Outline annotation entries:
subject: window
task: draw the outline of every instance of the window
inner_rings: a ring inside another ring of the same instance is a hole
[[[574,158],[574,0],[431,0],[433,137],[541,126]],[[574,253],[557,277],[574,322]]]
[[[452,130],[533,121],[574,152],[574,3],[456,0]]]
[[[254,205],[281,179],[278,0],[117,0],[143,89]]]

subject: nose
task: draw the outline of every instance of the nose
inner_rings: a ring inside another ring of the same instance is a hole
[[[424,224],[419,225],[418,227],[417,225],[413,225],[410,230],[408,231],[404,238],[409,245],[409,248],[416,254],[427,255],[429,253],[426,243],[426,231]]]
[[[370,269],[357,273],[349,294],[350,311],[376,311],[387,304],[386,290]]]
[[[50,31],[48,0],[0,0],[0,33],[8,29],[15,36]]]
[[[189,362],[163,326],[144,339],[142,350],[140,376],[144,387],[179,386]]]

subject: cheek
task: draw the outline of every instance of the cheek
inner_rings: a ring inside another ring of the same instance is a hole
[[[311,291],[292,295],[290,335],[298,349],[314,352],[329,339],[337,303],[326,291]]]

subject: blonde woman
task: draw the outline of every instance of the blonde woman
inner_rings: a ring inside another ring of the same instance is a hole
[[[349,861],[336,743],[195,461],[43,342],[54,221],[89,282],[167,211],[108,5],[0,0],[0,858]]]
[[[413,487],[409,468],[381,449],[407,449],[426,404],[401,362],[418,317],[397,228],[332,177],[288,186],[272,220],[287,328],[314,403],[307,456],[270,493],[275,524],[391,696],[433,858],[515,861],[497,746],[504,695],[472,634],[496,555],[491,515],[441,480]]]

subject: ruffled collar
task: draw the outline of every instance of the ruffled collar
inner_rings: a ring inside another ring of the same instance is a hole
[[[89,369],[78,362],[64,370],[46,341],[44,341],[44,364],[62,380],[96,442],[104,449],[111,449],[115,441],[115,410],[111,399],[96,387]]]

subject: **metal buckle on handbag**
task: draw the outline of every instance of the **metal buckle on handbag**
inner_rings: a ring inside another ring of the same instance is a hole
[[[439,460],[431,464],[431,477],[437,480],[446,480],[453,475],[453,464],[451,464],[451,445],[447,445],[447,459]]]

EXERCISE: Change every occurrence of "blonde woman" to "woman with blonde hair" and reproduce all the entries above with nothing else altered.

FULL OUTPUT:
subject: window
task: draw the outline of every instance of the window
inner_rings: a ring inside another ring of the same instance is a hole
[[[574,158],[574,0],[431,0],[433,137],[541,126]],[[574,253],[557,277],[574,322]]]
[[[452,130],[533,121],[574,152],[574,3],[456,0]]]
[[[254,205],[281,179],[278,0],[117,0],[143,89]]]

subject: nose
task: draw the outline of every instance of the nose
inner_rings: a ring inside another ring of the same instance is a hole
[[[424,224],[419,225],[418,227],[417,225],[413,225],[410,230],[408,231],[404,238],[409,245],[409,248],[416,254],[427,255],[429,253],[426,243],[426,231]]]
[[[370,269],[357,273],[349,294],[350,311],[376,311],[387,304],[386,290]]]
[[[50,31],[48,0],[0,0],[0,33],[8,29],[15,36]]]
[[[189,362],[163,326],[144,339],[142,350],[140,376],[144,387],[179,386]]]

subject: cheek
task: draw the outline of every instance of the cheek
inner_rings: a ring inside another ring of the same instance is a hole
[[[311,291],[292,295],[290,335],[298,349],[314,352],[329,339],[337,303],[326,291]]]

subject: woman with blonde hair
task: draw the outline of every instance of the woman with blonde hair
inner_rings: a ring inside another ring of the same instance is a hole
[[[349,861],[336,743],[195,461],[43,342],[54,221],[89,282],[167,211],[108,5],[0,0],[0,858]]]
[[[413,487],[409,468],[381,449],[407,449],[426,404],[401,362],[418,317],[397,228],[332,177],[288,186],[272,220],[287,328],[314,403],[307,456],[270,493],[275,524],[391,696],[433,858],[515,861],[497,746],[504,695],[472,634],[496,555],[491,515],[441,480]]]

subject: ruffled collar
task: draw the outline of every instance of the ruffled collar
inner_rings: a ring inside another ring of the same instance is a hole
[[[89,369],[78,362],[64,370],[46,341],[44,341],[44,364],[62,380],[96,442],[104,449],[111,449],[115,441],[115,410],[111,399],[96,387]]]

subject: **metal buckle on handbag**
task: draw the outline of every instance of the **metal buckle on handbag**
inner_rings: a ring inside another ring of the same instance is a hole
[[[439,460],[431,464],[431,477],[437,480],[446,480],[453,475],[453,464],[451,464],[451,445],[447,445],[447,459]]]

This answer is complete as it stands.